Records from a collection
- - -
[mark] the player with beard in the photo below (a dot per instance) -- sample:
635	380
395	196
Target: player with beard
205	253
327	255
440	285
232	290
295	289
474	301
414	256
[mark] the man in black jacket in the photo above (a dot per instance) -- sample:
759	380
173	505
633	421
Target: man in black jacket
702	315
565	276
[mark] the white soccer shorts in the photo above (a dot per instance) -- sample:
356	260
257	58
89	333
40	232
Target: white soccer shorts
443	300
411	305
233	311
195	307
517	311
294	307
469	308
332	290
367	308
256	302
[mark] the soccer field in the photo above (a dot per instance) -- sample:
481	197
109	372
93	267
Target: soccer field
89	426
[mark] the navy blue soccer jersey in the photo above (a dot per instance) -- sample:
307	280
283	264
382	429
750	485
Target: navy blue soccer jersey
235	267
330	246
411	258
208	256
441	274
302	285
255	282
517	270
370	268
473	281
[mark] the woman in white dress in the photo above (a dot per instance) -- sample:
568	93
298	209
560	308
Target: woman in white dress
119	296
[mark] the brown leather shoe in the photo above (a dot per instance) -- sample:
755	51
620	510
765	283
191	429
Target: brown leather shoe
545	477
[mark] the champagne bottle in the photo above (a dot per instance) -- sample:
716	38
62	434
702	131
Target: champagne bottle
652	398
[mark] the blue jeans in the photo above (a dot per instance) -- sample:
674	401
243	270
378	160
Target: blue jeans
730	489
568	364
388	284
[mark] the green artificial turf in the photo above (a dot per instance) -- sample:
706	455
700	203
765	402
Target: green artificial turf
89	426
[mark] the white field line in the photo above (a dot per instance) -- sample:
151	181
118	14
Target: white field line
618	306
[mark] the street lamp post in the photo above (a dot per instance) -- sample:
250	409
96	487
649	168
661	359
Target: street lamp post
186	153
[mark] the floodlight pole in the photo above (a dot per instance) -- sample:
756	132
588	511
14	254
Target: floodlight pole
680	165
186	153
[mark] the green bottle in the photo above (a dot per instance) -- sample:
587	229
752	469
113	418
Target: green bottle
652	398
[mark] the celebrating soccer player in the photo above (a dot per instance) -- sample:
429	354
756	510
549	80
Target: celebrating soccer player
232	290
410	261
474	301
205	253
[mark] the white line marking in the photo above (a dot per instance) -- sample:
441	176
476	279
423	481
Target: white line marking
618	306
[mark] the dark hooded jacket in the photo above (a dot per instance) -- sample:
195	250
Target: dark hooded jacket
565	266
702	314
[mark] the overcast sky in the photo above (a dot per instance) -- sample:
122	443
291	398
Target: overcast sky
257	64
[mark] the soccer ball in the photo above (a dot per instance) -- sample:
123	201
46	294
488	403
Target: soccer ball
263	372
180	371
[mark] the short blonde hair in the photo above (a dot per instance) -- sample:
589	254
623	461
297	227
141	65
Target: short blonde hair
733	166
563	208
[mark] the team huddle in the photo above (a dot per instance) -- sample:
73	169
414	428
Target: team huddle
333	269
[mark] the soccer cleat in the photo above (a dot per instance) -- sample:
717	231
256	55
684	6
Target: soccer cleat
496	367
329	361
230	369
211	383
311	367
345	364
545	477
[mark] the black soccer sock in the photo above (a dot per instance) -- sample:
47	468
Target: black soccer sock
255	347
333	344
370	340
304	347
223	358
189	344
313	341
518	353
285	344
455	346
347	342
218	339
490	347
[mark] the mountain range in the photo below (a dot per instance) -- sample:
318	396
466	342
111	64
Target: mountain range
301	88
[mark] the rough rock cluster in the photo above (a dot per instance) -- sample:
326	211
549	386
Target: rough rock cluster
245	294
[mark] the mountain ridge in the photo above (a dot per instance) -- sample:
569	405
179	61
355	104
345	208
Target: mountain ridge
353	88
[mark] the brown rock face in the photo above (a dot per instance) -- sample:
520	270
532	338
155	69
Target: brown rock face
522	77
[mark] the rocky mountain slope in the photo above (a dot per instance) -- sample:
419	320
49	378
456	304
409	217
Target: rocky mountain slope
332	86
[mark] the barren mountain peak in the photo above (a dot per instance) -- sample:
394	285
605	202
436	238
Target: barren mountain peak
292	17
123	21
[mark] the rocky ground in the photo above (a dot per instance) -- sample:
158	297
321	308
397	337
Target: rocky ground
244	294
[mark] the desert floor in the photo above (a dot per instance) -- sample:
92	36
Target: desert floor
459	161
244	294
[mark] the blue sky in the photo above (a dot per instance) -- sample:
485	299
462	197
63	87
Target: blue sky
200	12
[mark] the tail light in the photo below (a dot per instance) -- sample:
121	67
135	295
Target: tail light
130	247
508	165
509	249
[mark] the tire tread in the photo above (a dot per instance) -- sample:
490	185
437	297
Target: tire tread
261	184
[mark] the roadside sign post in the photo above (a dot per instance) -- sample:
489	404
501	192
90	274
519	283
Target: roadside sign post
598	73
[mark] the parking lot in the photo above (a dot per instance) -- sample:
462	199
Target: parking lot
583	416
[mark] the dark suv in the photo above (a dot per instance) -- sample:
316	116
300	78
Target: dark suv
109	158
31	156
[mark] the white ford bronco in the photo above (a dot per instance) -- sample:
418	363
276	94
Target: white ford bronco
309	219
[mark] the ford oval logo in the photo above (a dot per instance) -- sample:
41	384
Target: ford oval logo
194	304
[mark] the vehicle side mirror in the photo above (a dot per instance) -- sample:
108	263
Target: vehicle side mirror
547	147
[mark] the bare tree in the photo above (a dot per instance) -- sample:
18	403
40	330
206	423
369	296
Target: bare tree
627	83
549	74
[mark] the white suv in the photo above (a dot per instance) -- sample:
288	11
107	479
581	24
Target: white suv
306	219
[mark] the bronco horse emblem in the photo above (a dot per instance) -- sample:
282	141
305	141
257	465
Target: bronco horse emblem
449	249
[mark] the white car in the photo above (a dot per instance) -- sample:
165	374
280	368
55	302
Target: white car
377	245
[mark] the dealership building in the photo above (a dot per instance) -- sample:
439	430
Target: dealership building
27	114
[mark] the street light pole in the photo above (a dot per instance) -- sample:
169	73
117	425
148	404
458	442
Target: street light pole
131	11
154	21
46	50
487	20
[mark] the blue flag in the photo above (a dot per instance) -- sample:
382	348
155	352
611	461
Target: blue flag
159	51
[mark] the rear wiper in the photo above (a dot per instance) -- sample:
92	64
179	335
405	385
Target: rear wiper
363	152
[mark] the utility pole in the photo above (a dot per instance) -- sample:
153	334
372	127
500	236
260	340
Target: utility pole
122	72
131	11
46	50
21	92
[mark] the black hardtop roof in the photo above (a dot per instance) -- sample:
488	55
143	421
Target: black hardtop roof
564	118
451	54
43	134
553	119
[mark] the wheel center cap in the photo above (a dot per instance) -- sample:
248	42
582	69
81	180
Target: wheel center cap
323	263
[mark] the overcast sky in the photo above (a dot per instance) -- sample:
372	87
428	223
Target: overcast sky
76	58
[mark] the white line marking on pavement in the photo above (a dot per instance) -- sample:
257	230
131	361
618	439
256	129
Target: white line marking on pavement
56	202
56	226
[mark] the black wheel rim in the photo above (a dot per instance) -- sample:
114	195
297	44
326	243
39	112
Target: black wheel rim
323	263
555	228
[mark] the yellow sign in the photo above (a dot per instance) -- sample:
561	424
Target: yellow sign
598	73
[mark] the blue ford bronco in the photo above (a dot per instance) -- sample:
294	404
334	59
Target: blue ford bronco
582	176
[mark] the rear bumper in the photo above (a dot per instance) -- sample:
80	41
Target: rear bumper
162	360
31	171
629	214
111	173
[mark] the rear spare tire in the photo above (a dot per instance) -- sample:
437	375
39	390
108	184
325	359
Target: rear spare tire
- - -
### Task to complete
All of the entries above should be output exactly as they are.

### Task answer
[mark] the player with beard in the photo below (a dot per instance) -- sample:
635	380
395	196
Target: player with beard
205	253
327	255
440	285
232	290
295	289
474	301
414	256
[mark] the man in black jacket in the photo above (a dot per instance) -- sample:
759	380
173	505
633	421
Target: man in black jacket
702	315
565	276
[mark] the white soccer shorts in the photo above (a dot per instance) -- sample:
356	260
257	58
89	333
40	232
Target: white soccer shorts
443	300
411	305
233	311
195	307
517	311
294	307
469	308
332	290
367	308
256	302
[mark] the soccer field in the photo above (a dot per instance) -- sample:
481	197
109	372
93	267
Target: soccer field
89	426
[mark] the navy blue soccer jersey in the photo above (a dot per instance) -- sample:
307	280
283	264
382	429
750	485
Target: navy blue soccer jersey
235	267
330	246
411	258
208	256
441	274
302	285
255	282
517	270
370	268
473	281
[mark] the woman in white dress in the photo above (a dot per instance) -- sample:
568	93
298	209
560	308
Target: woman in white dress
119	296
[mark] the brown leather shoe in the photo above (a dot per instance) -- sample:
755	51
620	510
765	283
191	429
Target: brown leather shoe
545	477
[mark] the champagne bottle in the photo above (a dot per instance) -- sample:
716	38
62	434
702	131
Target: champagne bottle
652	398
[mark] the blue jeans in the photo above (a dot per instance) -- sample:
674	401
243	270
378	160
Target: blue jeans
730	489
568	364
388	284
[mark] the green artificial turf in the photo above (a dot per instance) -- sample:
706	455
700	203
765	402
Target: green artificial turf
89	426
[mark] the white field line in the photo above (a dot per instance) -- sample:
151	181
118	14
Target: white field line
618	306
[mark] the street lamp post in the photo above (a dot per instance) -- sample:
250	409
96	487
649	168
661	359
Target: street lamp post
186	153
[mark] the floodlight pole in the photo above (a dot per instance) -- sample:
756	132
588	511
14	254
Target: floodlight pole
680	165
186	153
[mark] the green bottle in the photo above (a dot per instance) -- sample:
587	229
752	469
113	418
Target: green bottle
652	398
[mark] the celebrating soccer player in the photo above (a dot per instance) -- sample:
429	354
756	510
549	80
Target: celebrating soccer player
232	290
410	261
474	301
205	253
[mark] the white line marking in the photo above (a dot per instance) -- sample:
441	176
476	279
423	481
Target: white line marking
618	306
[mark] the dark hooded jacket in the photo above (a dot per instance) -- sample:
195	250
Target: dark hooded jacket
565	266
702	314
[mark] the overcast sky in the photo above (a dot per instance) -- sample:
122	443
291	398
Target: overcast sky
257	64
[mark] the soccer ball in the photo above (a dot per instance) -- sample:
123	201
46	294
488	403
Target: soccer ball
263	372
180	371
[mark] the short blonde hair in the photo above (a dot per instance) -- sample:
589	254
623	461
297	227
141	65
Target: short blonde hair
733	166
563	208
[mark] the team huddle in the photo above (a dot per instance) -- sample:
73	169
414	428
Target: team huddle
333	269
[mark] the soccer cleat in the photo above (a dot per instance) -- sample:
717	231
256	55
684	6
Target: soccer cleat
496	367
329	361
230	369
211	383
311	367
345	364
545	477
[mark] the black soccer sock in the photo above (a dot per instance) -- sample:
47	468
Target: black soccer sock
255	347
333	344
370	340
304	347
223	358
189	344
313	341
518	353
285	344
455	346
347	342
218	339
490	347
[mark] the mountain range in the photo below (a dot per instance) -- sample:
318	396
466	342
111	64
Target: mountain range
301	88
[mark] the rough rock cluster in the photo above (a dot per instance) -- sample:
326	211
549	386
Target: rough rock cluster
245	294
[mark] the mountain ridge in the photo above (a dot per instance) -- sample:
569	405
179	61
355	104
345	208
Target: mountain ridge
353	88
[mark] the brown rock face in the photo above (a dot per instance) -- sample:
520	270
532	338
155	69
Target: brown rock face
522	77
[mark] the rocky mountain slope in the photo above (a dot per instance) -- sample:
419	320
49	378
456	304
409	217
Target: rocky mountain slope
332	86
[mark] the barren mountain peak in the photo above (a dot per instance) -- sample:
394	285
605	202
436	238
Target: barren mountain peak
292	17
123	21
[mark] the rocky ground in the photo above (a dot per instance) -- sample:
158	297
321	308
397	337
Target: rocky ground
244	294
[mark] the desert floor in the photo above (a dot per instance) -- sample:
92	36
Target: desert floor
459	161
244	294
[mark] the blue sky in the photo above (a dot per instance) -- sample:
485	299
462	197
63	87
Target: blue sky
200	12
[mark] the tail light in the photo below (a dot per instance) -- sample:
121	67
135	295
Target: tail light
130	247
508	165
509	249
[mark] the tire tread in the photo above (a dot per instance) -- sample:
490	185
437	297
Target: tire tread
261	184
[mark] the roadside sign post in the photo above (a dot per instance) -- sample:
489	404
501	192
90	274
519	283
Target: roadside sign post
598	73
[mark] the parking lot in the photo above (a dot per instance) -- sample:
462	199
Target: parking lot
583	416
[mark] the dark suv in the photo above (a dot per instance) -- sample:
316	116
300	78
Target: dark suv
109	158
31	156
[mark] the white ford bronco in the photo above (a dot per instance) -- sample:
418	363
276	94
Target: white ford bronco
309	219
[mark] the ford oval logo in the photo above (a dot per instance) -- sample:
41	384
Target: ford oval logo
194	304
[mark] the vehicle side mirror in the photo above (a dot per instance) -- sample:
108	263
Target: vehicle side mirror
547	147
[mark] the bare tree in the photo above (a dot per instance) -- sample:
18	403
40	330
206	423
369	296
Target: bare tree
627	83
549	74
[mark] the white suv in the photo above (a dot per instance) -- sample:
288	11
107	479
581	24
Target: white suv
306	219
[mark] the bronco horse emblem in the photo above (a dot per instance) -- sample:
282	141
305	141
257	465
Target: bronco horse emblem
449	249
[mark] the white car in the photo above (a dot per instance) -- sample:
165	374
280	368
55	302
Target: white car
377	245
[mark] the dealership building in the photo above (a dot per instance) -- sample:
439	430
Target: dealership building
27	114
[mark] the street light pole in the photo above (a dot per instance) -- sample:
169	73
117	425
148	404
458	442
Target: street light pole
131	11
154	21
46	50
487	20
[mark] the blue flag in the photo above (a dot per instance) -- sample:
382	348
155	352
611	461
Target: blue flag
159	51
[mark] the rear wiper in the photo above (a dot per instance) -- sample:
92	64
179	335
405	385
Target: rear wiper
363	152
[mark] the utility pole in the photo above (a dot per instance) -- sample:
153	334
372	127
500	236
260	340
Target: utility pole
122	72
131	11
46	50
21	92
[mark] the black hardtop roof in the photo above (a dot per instance) -- sample:
488	55
143	421
Target: black hardtop roof
564	118
451	54
43	134
553	119
[mark] the wheel center cap in the photo above (a dot per instance) -- sample:
248	42
582	69
81	180
Target: wheel center cap
323	263
[mark] the overcast sky in the photo above (a dot per instance) -- sample:
372	87
428	223
Target: overcast sky
76	58
[mark] the white line marking on pavement in the photo above (a dot per instance) -- sample:
257	230
131	361
618	439
256	129
Target: white line marking on pavement
56	202
56	226
[mark] the black wheel rim in the photo above (a dot per instance) -- sample:
114	195
297	44
326	243
39	112
Target: black wheel rim
323	263
555	228
[mark] the yellow sign in the photo above (a dot per instance) -- sample:
561	424
Target: yellow sign
598	73
[mark] the blue ford bronco in the photo above (a dot per instance) -- sample:
294	404
334	59
Target: blue ford bronco
582	176
[mark] the rear bumper in the photo above (a dot per instance) -- sample:
80	41
Target: rear bumper
162	360
31	171
629	214
111	173
[mark] the rear spare tire in the photo above (a dot per instance) -- sample:
437	375
39	390
108	184
325	359
Target: rear spare tire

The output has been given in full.